» **Quoted text**:
▼

This is his moment, or ‘their’ moment, for we now have two ministers of finance, working in harness, like old dray horses, dragging along the huge national debt behind them.

One of them, Mr Noonan, is the foreign traveller, who gets to go to Berlin and Brussels; the other, Brendan Howlin, is the careful housekeeper, the guy who watches out for raids on the national pantry. Noonan and Howlin, a successful enough double act.

Their five-year term is almost up. Dray horses need a rest. They will want to go out with a flourish, for this is surely their last, big outing together.

Noonan is also the wily old Coyote of Irish politics. He first served in Cabinet 35 years ago. He knows his history.

He will recall Ernest Blythe, the nation’s first minister for finance, lynchpin of the Cumann na nGaedheal government under WT Cosgrave. The State was banjaxed, financially, following the Civil War.

Blythe’s officials persuaded him that it would be a good idea to cut pension payments. The ten-bob-a-week pension was a legacy of the British Liberals, who had ruled Ireland before Independence.

The guys in Merrion Street pointed out that there were more old people in Ireland, as a proportion of the population, than in Britain.

They wanted to cut pensions by two bob, to eight shillings a week, as Professor Ronan Fanning recalled in his history book, The Irish Department of Finance.

The Cabinet agreed to the smaller cut and saddled the ruling party, and its successor, Fine Gael, with the reputation of being political skinflints.

Other ministers of finance have been shrewder. Charles Haughey may be remembered for Charvet shirts and for financially hookery, but he had the common touch.

Presenting his first budget in April, 1967, he introduced free electricity allowances and free travel for pensioners and the blind.

The ‘free travel’ scheme still operates. As the writer, Micheal Ó Nuallain put it, it was “the greatest thing since fried bread, or the sliced pan.” It is arguably the best rabbit ever pulled out of the budgetary hat.

Mr Noonan and Mr Howlin will have to cook up something special, with the assistance of their cabinet colleagues and officials, for their hungry backbenchers and for the voters who may be about to snatch away their restaurant gold stars.

▲

[Data listing]

▼

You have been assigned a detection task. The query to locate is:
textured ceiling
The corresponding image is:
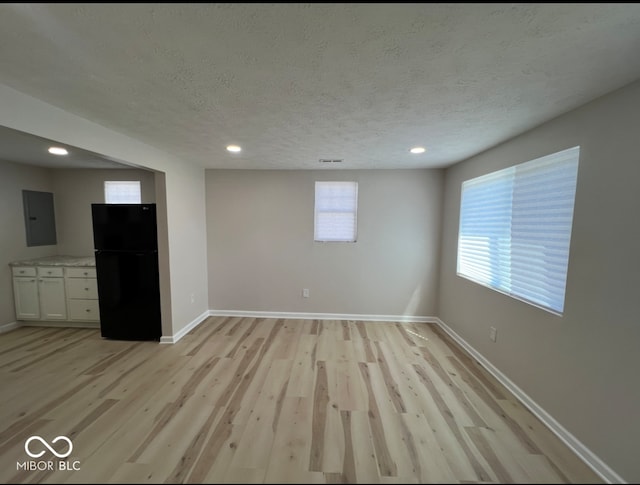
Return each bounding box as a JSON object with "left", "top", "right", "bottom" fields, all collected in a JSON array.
[
  {"left": 0, "top": 126, "right": 132, "bottom": 168},
  {"left": 0, "top": 3, "right": 640, "bottom": 169}
]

▲

» **Work instructions**:
(1) Name every person whom the column on Ireland's ministers for finance identifies as holding that office.
(2) Carry the column on Ireland's ministers for finance forward from its final sentence.

» **In response**:
(1) Mr Noonan, Brendan Howlin, Ernest Blythe, Charles Haughey

(2)
The room for manoeuvre is limited. The national debt has fallen back to close to 100% of national output, but is still way too high, as the Fiscal Council has observed.

Ireland remains vulnerable to either a sharp slowdown in global activity, further problems in Europe, or an increase in world borrowing rates (driven as much by a downturn in recycled Asian savings as by central banks.) The demands on the holders of the purse are there for all to see.

A large chunk must be handed back to public employees, in the form of ‘pay restoration.’

This is a given. It is underwritten in law. The pay cuts were designed for a financial emergency, and not beyond. Even if resources were not tight, the recovering economy must not be allowed to overheat.

The Fiscal Council has warned that “the degree of slack in the economy is likely to diminish rapidly.”

In layman’s terms, wages are rising and prices in certain areas (such as accommodation) are surging. Ireland is like a hungry man who has finally been offered a few decent meals. Now is not the time to start gorging.

We will get cuts in the hated universal social charge, so we are being told.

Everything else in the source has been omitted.